* [WORK REQUEST] Beginning with the line that contains "# record integer", return every line down to the last one in the material below, exactly and with no others.

____ SUPPLIED DATA

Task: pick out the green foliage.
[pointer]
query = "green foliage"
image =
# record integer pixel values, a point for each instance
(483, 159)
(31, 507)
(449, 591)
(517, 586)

________

* [OUTPUT FOR THIS TASK]
# record integer pixel values, a point for each instance
(483, 159)
(31, 507)
(449, 591)
(517, 586)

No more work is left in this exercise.